Start of Block
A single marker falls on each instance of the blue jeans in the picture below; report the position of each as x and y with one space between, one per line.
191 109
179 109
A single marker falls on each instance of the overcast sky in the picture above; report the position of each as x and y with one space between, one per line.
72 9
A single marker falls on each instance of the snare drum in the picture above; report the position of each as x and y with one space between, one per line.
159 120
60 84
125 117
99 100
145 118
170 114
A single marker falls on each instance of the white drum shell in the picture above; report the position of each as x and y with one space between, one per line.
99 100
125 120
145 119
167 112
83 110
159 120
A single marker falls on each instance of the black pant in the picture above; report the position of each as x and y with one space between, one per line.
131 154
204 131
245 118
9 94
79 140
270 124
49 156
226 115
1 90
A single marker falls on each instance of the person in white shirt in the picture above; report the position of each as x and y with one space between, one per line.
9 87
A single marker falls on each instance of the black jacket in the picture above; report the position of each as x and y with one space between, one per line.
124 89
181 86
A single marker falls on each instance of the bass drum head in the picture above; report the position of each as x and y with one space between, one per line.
End of Block
Start of Block
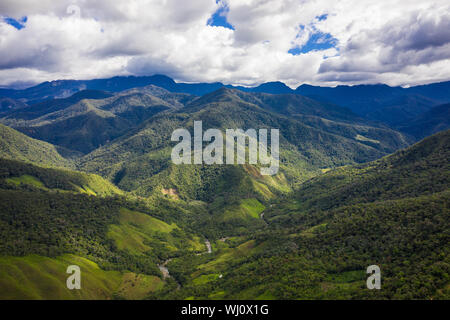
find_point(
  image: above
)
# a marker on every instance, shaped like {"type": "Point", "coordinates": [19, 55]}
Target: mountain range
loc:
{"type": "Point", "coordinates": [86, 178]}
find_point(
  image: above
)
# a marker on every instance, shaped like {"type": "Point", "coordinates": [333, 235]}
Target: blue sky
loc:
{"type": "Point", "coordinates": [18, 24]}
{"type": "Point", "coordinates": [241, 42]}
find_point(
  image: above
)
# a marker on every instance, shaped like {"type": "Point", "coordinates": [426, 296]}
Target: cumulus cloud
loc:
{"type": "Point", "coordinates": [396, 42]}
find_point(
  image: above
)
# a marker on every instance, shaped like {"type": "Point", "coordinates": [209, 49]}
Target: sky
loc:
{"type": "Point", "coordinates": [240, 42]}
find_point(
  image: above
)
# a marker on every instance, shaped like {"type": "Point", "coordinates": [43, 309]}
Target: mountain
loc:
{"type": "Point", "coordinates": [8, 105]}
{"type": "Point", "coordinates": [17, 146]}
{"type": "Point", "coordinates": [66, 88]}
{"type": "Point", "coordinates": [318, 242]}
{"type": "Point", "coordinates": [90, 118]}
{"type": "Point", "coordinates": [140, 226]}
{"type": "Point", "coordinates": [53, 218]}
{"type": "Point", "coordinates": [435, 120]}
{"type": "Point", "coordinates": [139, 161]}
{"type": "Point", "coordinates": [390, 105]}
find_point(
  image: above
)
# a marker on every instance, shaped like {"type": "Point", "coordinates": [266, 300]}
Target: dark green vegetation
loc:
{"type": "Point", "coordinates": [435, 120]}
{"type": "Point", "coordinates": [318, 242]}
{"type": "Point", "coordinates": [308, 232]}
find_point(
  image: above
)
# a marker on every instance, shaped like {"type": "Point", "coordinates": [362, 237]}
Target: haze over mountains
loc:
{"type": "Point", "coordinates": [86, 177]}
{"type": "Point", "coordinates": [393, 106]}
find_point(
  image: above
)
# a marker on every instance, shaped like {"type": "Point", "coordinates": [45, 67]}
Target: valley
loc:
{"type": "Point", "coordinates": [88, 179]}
End of Block
Work request: Search the material above for "Target". Copy each line that has it.

Solution to this exercise:
Target: mountain range
Target: blue sky
Target: cumulus cloud
Target: sky
Target: mountain
Target: dark green vegetation
Target: haze over mountains
Target: valley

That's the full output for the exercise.